Select every line of the records that contains the word "yellow", matching case exactly, and copy each one.

Extracted records
☆ ☆ ☆ ☆

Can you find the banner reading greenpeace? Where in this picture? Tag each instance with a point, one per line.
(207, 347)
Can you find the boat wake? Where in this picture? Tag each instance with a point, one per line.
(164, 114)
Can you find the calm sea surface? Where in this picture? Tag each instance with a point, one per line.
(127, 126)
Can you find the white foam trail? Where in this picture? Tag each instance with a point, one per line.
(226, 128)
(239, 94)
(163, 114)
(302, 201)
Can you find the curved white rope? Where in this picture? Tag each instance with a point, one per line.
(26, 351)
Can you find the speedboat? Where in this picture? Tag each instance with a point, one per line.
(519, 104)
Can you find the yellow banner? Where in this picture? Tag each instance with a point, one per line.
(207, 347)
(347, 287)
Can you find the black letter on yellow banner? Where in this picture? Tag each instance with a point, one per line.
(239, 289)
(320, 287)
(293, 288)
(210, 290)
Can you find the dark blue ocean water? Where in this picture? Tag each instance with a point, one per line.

☆ ☆ ☆ ☆

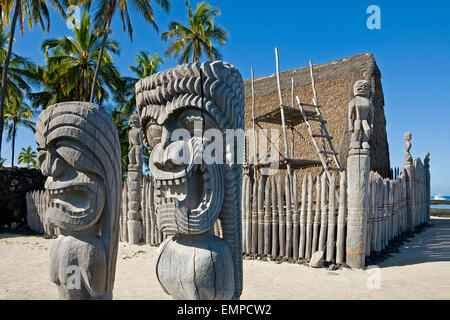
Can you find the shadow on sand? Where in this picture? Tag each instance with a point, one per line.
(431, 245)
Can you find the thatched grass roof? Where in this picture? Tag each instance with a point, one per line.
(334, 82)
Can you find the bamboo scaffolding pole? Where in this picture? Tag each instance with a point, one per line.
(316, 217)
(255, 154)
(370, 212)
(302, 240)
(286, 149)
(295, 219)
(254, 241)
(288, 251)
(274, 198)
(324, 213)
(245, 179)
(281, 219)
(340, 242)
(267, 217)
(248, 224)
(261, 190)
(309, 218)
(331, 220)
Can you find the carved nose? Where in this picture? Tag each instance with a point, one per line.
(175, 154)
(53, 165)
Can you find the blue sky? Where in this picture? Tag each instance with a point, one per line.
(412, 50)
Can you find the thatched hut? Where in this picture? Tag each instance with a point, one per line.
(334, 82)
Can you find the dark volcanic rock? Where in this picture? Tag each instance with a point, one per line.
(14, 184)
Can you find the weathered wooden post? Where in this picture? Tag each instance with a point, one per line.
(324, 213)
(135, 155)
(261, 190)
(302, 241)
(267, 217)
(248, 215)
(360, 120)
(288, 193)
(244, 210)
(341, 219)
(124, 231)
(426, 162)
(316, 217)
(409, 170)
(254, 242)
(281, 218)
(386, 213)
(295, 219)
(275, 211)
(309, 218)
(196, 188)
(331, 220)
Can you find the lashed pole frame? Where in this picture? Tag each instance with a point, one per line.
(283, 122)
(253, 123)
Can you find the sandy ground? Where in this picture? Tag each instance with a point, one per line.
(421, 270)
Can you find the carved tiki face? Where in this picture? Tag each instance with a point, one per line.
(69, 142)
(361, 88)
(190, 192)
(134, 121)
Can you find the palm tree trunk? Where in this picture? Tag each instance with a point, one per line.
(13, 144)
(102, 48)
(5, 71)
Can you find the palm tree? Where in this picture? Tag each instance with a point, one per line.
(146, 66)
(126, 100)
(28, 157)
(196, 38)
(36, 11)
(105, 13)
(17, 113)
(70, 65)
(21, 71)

☆ ☆ ☆ ☆

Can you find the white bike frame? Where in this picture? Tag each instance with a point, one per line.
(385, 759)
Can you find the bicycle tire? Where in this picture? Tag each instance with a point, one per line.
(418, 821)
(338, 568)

☆ ☆ ☆ ☆

Response to the task:
Can you find the yellow banner? Where in this picture? Tag each instance with a point, one per line.
Can you find the black letter on yellow banner? Where in this picture? Tag each instance with a point, one per line.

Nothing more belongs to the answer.